= Beginning of Section =

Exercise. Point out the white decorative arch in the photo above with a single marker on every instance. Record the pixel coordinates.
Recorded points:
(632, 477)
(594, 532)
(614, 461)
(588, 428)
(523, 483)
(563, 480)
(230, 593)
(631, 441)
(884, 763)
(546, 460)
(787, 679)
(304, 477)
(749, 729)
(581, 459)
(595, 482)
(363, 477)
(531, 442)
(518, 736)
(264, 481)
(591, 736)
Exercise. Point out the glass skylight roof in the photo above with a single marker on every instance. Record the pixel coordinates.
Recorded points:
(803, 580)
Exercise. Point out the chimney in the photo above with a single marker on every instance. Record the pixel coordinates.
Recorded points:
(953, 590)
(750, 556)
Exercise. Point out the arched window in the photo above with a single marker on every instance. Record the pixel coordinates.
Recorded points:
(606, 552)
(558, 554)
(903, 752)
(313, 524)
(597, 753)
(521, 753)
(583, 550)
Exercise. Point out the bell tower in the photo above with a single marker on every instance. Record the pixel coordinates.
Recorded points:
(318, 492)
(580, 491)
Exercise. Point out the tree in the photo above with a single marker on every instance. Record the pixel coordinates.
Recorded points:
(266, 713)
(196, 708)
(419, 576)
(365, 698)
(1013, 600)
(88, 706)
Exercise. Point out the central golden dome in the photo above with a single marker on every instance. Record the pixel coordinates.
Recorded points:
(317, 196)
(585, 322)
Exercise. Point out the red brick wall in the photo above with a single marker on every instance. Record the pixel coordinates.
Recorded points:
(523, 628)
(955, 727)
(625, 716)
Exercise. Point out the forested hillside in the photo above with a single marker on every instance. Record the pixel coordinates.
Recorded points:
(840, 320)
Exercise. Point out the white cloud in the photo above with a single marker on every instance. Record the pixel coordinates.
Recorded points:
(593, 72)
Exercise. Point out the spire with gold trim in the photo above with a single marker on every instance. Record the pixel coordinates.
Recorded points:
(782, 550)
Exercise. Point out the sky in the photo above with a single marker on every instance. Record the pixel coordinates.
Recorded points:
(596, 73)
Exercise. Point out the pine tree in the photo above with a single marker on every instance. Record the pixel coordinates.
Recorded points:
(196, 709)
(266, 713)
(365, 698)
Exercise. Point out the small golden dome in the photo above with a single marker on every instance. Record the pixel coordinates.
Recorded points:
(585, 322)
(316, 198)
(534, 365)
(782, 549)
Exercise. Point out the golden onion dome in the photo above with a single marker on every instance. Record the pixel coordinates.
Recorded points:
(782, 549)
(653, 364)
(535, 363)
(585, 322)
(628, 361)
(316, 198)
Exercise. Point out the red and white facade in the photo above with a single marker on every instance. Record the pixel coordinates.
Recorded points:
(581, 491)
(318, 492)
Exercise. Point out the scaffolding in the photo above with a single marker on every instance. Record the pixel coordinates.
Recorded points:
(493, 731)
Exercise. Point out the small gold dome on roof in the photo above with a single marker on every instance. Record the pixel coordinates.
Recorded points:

= End of Section =

- Directions for this task
Every entry above needs to be written out again exactly.

- Output for this task
Exercise. Point out the white decorative arch in the photo above with a single marker on every instance. Record the pixel coordinates.
Recorded points:
(632, 477)
(594, 532)
(614, 461)
(588, 428)
(523, 483)
(563, 480)
(230, 593)
(631, 441)
(884, 763)
(546, 460)
(787, 679)
(304, 477)
(749, 729)
(581, 459)
(595, 482)
(363, 477)
(531, 442)
(518, 736)
(264, 481)
(591, 736)
Exercise. Point out the glass skylight roof in the photo above with a single marker on every instance. Record the pixel coordinates.
Recorded points:
(803, 580)
Exercise. Point out the chimney in the photo above with a single marker on every instance. Record the pixel coordinates.
Recorded points:
(953, 590)
(750, 556)
Exercise. Point out the arched window in the photo above with a single marker on every instance. Record the pixel coordinates.
Recorded points:
(606, 552)
(558, 554)
(903, 752)
(313, 524)
(597, 753)
(521, 753)
(583, 550)
Exercise. Point out the bell tower in the photo above with a single marker on every instance. Record the pixel coordinates.
Recorded points:
(318, 492)
(580, 491)
Exercise. Point out the tree in the photo above with a single marker on every instance. Record the pixel coordinates.
Recorded points:
(266, 713)
(196, 708)
(419, 576)
(365, 698)
(1013, 600)
(88, 706)
Exercise. Point out the central golden dome in the photo above with a single marker on every instance. Record the pixel coordinates.
Recorded points:
(317, 196)
(585, 322)
Exercise. Point out the red brick wall in the photo above with a single marker on every instance. Record the pixel coordinates.
Recorded points:
(523, 628)
(955, 727)
(625, 716)
Exercise. Point out the forested hillside in the photo above with a single marker on every instance. Record the pixel coordinates.
Recorded points:
(840, 320)
Exercise. Point out the white cloud in the photo above with a single marker on every instance. Record the pixel coordinates.
Recorded points:
(593, 72)
Exercise. Point out the spire with gold trim in the photo above with a single marker on every instance. Record the pixel coordinates.
Recorded points:
(782, 550)
Exercise. Point out the sky in the photo above with a single marker on every instance. Record the pixel coordinates.
Recorded points:
(596, 73)
Exercise. Point out the pine tree in the photo above with a single marker on every instance. Record the pixel coordinates.
Recorded points:
(196, 709)
(266, 713)
(365, 698)
Exercise. Point out the small golden dome in the photo above with a single marker on every instance. Record the pixel coordinates.
Recorded points:
(585, 322)
(316, 198)
(534, 365)
(782, 549)
Exercise. Point out the golden onion dome in the photo above with a single marker on every instance. Record the pixel coordinates.
Recorded points:
(782, 549)
(653, 364)
(535, 363)
(585, 322)
(628, 361)
(316, 198)
Exercise. Point out the red and white facade in the photo above with a single marker on every instance. Record the pixel coordinates.
Recorded points:
(581, 491)
(318, 492)
Exercise. Point out the scaffolding in the photo above with a single marker on every instance. Record the pixel coordinates.
Recorded points:
(493, 731)
Exercise. Point out the small gold dome on roof in the photo above with a single marker on every instance. Record the pixel coordinates.
Recorded points:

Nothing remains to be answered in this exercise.